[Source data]
______

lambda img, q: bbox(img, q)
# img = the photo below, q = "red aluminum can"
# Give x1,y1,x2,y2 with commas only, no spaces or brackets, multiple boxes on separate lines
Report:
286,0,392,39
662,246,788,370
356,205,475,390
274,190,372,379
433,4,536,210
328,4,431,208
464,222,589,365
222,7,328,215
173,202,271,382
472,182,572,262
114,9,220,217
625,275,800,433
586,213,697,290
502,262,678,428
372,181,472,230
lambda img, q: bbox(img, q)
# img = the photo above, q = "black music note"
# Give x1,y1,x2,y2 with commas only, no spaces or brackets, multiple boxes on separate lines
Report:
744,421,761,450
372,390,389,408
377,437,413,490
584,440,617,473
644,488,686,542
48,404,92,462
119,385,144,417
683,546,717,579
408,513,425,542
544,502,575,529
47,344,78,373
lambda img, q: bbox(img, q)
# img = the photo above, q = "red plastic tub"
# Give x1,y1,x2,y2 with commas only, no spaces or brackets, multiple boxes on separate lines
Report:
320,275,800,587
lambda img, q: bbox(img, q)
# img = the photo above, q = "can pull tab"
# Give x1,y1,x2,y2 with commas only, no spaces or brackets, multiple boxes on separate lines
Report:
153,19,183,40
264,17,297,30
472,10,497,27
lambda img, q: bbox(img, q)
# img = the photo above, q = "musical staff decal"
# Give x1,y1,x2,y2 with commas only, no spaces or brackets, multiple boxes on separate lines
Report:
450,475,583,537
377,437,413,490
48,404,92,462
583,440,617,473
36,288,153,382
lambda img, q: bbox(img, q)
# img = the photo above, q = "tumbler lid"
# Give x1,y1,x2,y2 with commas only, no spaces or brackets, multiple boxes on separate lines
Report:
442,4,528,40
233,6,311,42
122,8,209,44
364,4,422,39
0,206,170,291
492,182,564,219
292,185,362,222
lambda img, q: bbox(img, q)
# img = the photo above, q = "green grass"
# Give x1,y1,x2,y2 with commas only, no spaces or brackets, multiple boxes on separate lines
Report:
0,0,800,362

______

### [WHAT IS EXPECTED]
Please revise all the items above by replacing each "Report" with "Output" and leaving everything else unchanged.

### [ANSWER]
lambda img, q: bbox(img, q)
# img = the photo below, q = "red aluminum can"
# Give x1,y1,x2,y2 with commas only, no spaces or brackets, multiple boxes on separate lines
Output:
286,0,392,39
662,246,788,370
356,205,475,390
274,190,372,379
433,4,536,210
328,4,431,208
464,222,589,365
222,7,328,215
173,202,271,382
472,182,572,262
114,9,220,217
625,275,800,433
586,213,697,290
502,262,678,428
372,181,472,230
lambda img, q: bbox(img, q)
# img = the photo above, q = "black music note"
# Give x1,y1,x2,y2 with commas only, no spaces or brackets, multiple boxes on separate lines
Output:
744,421,761,450
372,390,389,408
377,437,413,490
584,440,617,473
644,488,686,542
48,404,92,462
119,385,144,417
683,546,717,579
408,513,425,542
544,502,575,529
47,344,78,373
lambda img, q: bbox(img, q)
# img = the photo above, q = "red plastic tub"
# Give x1,y1,x2,y2 with commas only, no spaces or brackets, multiple boxes on separate lines
Output:
320,275,800,587
lambda img, q: bbox(img, q)
# img = the photo above, q = "can pull tab"
# Give x1,y1,x2,y2 with commas only, no spaces or brackets, multiple boxes on separate lines
Output:
153,19,183,40
264,17,297,30
472,10,497,27
lambda img, q: bbox(img, q)
# img = the photo above, q = "musical staff decal"
# Give x1,y1,x2,y2 with commas only, no spaces or brackets, multiple boxes on separate lines
Output:
450,475,583,537
377,437,413,490
48,404,92,462
583,440,617,473
36,288,153,382
lambda img, q: bbox(img, q)
# img = the photo above, q = "tumbler lid"
# Give x1,y1,x2,y2 with commas only, no spaces or brackets, multiple boxes on separate lines
Output:
442,4,528,40
233,6,311,42
122,8,209,44
364,4,422,39
0,206,170,291
492,182,564,219
292,185,362,222
lambda img, q: bbox(img, q)
# img = the photo above, q = "green grass"
# Give x1,y1,x2,y2 with commas only, no spaces or brackets, multiple boxes on separate lines
Output:
0,0,800,362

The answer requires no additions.